### SELECTED TEXT
Tommy Washbush
Pick 'N Save on Park Street, with Park Cedar Apartments in the background.
The Pick 'n Save on Park Street was expected to close in 2022, but extended its lease. Maurer's Urban Market is slated to open in the Park Cedar Apartments, in the background.
It has been widely expected that once a grocery store opens in Madison's new Truman Olson development on Park Street, the Pick ‘n Save store on the next block would close. But it might not close. And that could jeopardize the anticipated opening of Maurer’s Urban Market.
“I will never close Pick ‘n Save myself,” says Kurt Welton of Welton Enterprises, who owns the property at 1312 S. Park St., where the Pick ‘n Save is located.
“I bought the site to build apartments, but the neighborhood needs a grocery store. So until there’s a grocery store, I’m not going to close it. And I’m not going to force them to close when the new grocery store opens. I’m going to let Kroger decide when they want to close.” Kroger is the parent company of Roundy’s, which operates Pick ‘n Save stores.

### PROBLEM TO SOLVE
Write out the portion of the Park Street grocery article that opens with the words containing "Tommy Washbush" and closes with "Apartments, in the background.", copying it verbatim.

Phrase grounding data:
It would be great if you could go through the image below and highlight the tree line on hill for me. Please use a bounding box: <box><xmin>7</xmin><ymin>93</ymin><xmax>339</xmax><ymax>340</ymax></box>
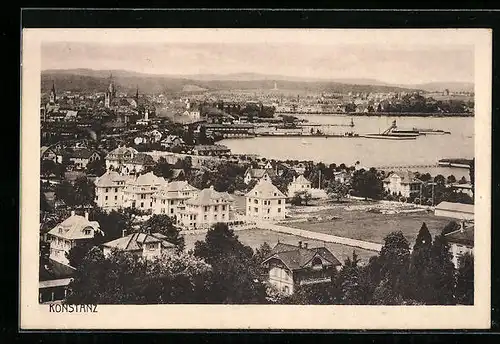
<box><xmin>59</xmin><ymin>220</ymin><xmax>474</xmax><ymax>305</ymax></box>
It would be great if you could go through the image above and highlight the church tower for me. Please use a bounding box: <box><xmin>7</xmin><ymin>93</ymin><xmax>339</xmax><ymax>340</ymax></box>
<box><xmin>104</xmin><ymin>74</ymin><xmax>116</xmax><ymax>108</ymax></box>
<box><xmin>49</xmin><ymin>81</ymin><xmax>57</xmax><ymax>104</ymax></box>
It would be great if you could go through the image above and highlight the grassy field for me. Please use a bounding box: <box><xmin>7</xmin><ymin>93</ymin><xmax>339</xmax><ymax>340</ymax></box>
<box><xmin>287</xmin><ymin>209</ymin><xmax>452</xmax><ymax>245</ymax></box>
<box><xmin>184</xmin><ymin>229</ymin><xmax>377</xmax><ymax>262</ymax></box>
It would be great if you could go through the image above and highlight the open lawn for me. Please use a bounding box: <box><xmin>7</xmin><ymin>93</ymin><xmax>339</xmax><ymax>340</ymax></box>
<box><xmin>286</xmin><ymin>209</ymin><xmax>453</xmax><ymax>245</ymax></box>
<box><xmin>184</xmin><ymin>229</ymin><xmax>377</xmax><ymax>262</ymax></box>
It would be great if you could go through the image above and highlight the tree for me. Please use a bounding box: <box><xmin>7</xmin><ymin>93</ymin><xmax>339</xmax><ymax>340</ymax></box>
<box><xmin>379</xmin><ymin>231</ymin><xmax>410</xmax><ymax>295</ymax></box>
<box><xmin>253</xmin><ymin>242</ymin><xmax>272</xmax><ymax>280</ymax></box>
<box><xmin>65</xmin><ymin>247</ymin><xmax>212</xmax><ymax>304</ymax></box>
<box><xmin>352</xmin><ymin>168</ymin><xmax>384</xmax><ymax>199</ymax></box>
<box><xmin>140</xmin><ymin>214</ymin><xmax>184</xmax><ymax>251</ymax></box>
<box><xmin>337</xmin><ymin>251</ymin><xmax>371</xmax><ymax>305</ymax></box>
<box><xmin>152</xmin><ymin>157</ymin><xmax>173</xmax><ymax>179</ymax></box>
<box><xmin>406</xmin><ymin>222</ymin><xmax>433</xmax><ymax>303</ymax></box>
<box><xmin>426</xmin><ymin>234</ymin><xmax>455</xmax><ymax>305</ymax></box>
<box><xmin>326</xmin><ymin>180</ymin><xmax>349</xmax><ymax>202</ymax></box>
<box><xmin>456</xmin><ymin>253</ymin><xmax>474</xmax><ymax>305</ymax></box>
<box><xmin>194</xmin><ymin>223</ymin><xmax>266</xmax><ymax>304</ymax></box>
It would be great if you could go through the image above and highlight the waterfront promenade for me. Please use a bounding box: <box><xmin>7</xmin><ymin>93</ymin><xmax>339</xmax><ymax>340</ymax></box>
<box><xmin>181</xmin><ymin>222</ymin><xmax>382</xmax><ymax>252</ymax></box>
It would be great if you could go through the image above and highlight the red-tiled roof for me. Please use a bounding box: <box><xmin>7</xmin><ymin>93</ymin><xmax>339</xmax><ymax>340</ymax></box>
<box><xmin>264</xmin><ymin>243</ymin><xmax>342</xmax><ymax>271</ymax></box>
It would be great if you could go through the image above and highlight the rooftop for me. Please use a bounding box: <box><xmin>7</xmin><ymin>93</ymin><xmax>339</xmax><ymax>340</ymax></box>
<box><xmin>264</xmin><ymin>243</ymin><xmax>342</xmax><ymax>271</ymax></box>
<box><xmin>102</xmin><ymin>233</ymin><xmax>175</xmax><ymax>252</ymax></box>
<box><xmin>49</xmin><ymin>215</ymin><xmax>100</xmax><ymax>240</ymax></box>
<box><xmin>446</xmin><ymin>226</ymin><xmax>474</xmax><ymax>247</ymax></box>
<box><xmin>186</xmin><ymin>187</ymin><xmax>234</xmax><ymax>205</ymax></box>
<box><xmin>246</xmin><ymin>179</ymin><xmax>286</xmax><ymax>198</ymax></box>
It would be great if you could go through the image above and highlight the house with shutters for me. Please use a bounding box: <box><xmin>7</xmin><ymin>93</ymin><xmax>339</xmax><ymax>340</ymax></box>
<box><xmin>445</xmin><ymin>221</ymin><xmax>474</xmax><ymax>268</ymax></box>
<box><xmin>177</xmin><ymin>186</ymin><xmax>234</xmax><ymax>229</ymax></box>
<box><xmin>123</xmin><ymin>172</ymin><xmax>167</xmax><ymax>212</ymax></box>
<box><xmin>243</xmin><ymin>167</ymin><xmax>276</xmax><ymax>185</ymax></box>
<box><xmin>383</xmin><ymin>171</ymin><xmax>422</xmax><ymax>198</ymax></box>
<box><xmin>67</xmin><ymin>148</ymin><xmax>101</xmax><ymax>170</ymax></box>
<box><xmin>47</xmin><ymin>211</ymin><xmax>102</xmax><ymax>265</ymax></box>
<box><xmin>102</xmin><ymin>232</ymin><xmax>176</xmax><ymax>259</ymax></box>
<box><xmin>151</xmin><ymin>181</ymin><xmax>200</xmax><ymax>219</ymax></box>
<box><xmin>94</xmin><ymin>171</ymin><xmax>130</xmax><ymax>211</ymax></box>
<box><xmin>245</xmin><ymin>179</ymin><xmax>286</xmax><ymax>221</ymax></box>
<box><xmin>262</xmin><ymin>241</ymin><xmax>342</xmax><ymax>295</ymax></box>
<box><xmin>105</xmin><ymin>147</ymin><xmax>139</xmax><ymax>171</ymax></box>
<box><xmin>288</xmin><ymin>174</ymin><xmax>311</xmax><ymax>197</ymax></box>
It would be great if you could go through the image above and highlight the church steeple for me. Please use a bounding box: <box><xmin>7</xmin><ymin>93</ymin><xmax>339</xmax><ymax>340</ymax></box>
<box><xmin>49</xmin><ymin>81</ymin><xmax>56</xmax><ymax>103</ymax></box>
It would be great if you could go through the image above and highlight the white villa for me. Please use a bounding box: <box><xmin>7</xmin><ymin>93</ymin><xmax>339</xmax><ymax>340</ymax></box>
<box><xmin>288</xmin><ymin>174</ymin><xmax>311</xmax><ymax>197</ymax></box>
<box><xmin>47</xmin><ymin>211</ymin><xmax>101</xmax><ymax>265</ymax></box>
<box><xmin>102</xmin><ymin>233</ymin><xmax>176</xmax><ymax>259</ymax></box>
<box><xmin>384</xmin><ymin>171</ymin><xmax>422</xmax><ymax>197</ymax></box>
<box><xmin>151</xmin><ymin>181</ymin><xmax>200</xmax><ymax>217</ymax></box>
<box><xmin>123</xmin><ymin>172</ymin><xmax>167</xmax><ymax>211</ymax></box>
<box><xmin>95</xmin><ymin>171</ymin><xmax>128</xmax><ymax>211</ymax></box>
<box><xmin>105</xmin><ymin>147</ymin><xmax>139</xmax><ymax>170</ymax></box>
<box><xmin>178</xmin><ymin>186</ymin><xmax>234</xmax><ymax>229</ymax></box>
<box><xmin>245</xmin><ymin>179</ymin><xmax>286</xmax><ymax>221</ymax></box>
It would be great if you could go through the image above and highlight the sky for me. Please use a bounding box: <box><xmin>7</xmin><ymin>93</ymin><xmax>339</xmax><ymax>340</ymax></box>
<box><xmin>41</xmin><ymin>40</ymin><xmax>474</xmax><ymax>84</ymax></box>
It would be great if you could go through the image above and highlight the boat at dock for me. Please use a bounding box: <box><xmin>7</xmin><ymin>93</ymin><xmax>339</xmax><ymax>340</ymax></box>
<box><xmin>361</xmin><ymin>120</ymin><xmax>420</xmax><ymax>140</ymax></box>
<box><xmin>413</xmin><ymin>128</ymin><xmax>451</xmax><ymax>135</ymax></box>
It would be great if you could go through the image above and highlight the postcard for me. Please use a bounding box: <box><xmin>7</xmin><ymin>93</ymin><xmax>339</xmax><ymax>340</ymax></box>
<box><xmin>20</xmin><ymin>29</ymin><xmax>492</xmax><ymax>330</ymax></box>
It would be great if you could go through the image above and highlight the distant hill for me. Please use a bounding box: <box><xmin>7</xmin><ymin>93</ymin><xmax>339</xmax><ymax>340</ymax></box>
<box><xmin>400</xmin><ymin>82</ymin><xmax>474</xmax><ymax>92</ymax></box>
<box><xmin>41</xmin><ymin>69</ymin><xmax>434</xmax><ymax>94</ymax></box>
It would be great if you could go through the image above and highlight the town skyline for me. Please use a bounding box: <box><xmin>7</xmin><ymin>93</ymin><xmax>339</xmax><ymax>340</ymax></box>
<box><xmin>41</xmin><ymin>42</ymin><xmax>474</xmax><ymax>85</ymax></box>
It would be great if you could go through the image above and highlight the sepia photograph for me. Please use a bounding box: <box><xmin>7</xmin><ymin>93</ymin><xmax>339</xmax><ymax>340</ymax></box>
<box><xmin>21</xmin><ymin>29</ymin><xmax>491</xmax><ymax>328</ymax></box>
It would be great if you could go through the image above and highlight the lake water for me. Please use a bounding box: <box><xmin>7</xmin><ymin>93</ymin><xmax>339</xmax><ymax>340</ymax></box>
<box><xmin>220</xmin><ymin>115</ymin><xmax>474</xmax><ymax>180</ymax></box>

### TASK RESPONSE
Tommy Washbush
Pick 'N Save on Park Street, with Park Cedar Apartments in the background.
The Pick 'n Save on Park Street was expected to close in 2022, but extended its lease. Maurer's Urban Market is slated to open in the Park Cedar Apartments, in the background.